WHAT IS BEING ASKED:
Copy word for word the part of the article on Switzerland's Covid test rules that opens with the words containing "Travel: What are" and closes with "test (see below).".

For members


Travel: What are Switzerland’s Covid test requirements?

Almost everyone arriving in Switzerland will need to complete at least one Covid test. Here’s what you need to know.

A person receives a Covid test
What are Switzerland's Covid testing requirements? Photo: Photo by Martin BUREAU / AFP

Please note, the testing rules were changed again on December 20th. Here’s what you need to know. 

On Saturday, December 4th, Switzerland changed its entry rules, scrapping the ten-day quarantine requirement in favour of a testing scheme. 

Those already in quarantine are immediately free to go since December 4th, but must do the day four to seven test (see below). 

Unlike the previous quarantine requirement which only applied to countries on Switzerland’s virus variant list, the PCR test applies to almost all arrivals. 

READ MORE: Switzerland to scrap quarantine requirement for all arrivals

What are the new rules? 

Under the new rules, everyone arriving in Switzerland must show a negative PCR test upon arrival. The test must be no more than 72 hours old. 

Those travelling via plane will also need to show the test before boarding. 

Arrivals will then need to take another PCR or antigen test, between four and seven days after arriving.

RECORDS PROVIDED:

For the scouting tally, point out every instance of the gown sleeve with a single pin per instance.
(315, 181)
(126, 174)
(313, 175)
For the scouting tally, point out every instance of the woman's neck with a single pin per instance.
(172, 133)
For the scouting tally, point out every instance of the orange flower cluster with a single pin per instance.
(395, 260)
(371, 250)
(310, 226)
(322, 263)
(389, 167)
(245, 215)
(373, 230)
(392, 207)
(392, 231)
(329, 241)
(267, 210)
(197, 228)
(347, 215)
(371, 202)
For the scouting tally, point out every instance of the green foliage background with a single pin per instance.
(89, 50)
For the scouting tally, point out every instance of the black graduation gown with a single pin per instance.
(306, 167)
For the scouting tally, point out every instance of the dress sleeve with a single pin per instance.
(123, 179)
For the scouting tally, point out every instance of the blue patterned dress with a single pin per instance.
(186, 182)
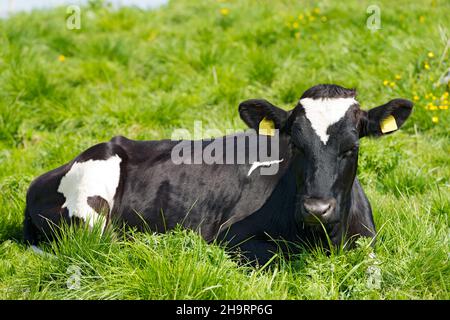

TASK RESULT:
Travel: What are Switzerland’s Covid test requirements?

Almost everyone arriving in Switzerland will need to complete at least one Covid test. Here’s what you need to know.

A person receives a Covid test
What are Switzerland's Covid testing requirements? Photo: Photo by Martin BUREAU / AFP

Please note, the testing rules were changed again on December 20th. Here’s what you need to know. 

On Saturday, December 4th, Switzerland changed its entry rules, scrapping the ten-day quarantine requirement in favour of a testing scheme. 

Those already in quarantine are immediately free to go since December 4th, but must do the day four to seven test (see below).